§ **Stored data entries**:
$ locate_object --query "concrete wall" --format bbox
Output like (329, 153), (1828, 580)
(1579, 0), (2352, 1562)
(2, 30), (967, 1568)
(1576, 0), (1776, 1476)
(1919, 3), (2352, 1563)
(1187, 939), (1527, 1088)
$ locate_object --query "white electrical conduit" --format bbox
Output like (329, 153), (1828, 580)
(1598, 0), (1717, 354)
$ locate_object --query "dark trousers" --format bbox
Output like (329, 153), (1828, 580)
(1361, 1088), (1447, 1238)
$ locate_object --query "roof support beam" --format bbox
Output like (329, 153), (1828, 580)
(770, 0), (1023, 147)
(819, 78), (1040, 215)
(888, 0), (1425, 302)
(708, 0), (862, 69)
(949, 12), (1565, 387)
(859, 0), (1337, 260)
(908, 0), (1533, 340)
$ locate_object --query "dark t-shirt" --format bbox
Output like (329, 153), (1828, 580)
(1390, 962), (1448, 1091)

§ **PROBLEM DETAILS**: From the first line to the last, copy the records without alteration.

§ **EXERCISE SOLUTION**:
$ locate_object --query "concrete wall" --format bbox
Output like (329, 153), (1828, 580)
(1579, 0), (2352, 1562)
(2, 30), (967, 1568)
(1576, 0), (1776, 1476)
(1919, 3), (2352, 1563)
(1187, 939), (1527, 1088)
$ locate_object --query "white electrical conduit" --format bbox
Output like (329, 153), (1828, 580)
(1598, 0), (1717, 354)
$ locate_object --query "dark trousers" --format bbox
Output like (329, 153), (1828, 580)
(1361, 1088), (1447, 1238)
$ locate_object --query "roof support beam" --format bbox
Output like (329, 153), (1828, 580)
(770, 0), (1023, 147)
(819, 78), (1040, 215)
(888, 0), (1425, 302)
(708, 0), (862, 69)
(949, 12), (1565, 387)
(859, 0), (1337, 260)
(908, 0), (1533, 340)
$ locate_object --query "dark t-shirt" --format bbox
Output like (329, 153), (1828, 580)
(1390, 962), (1448, 1091)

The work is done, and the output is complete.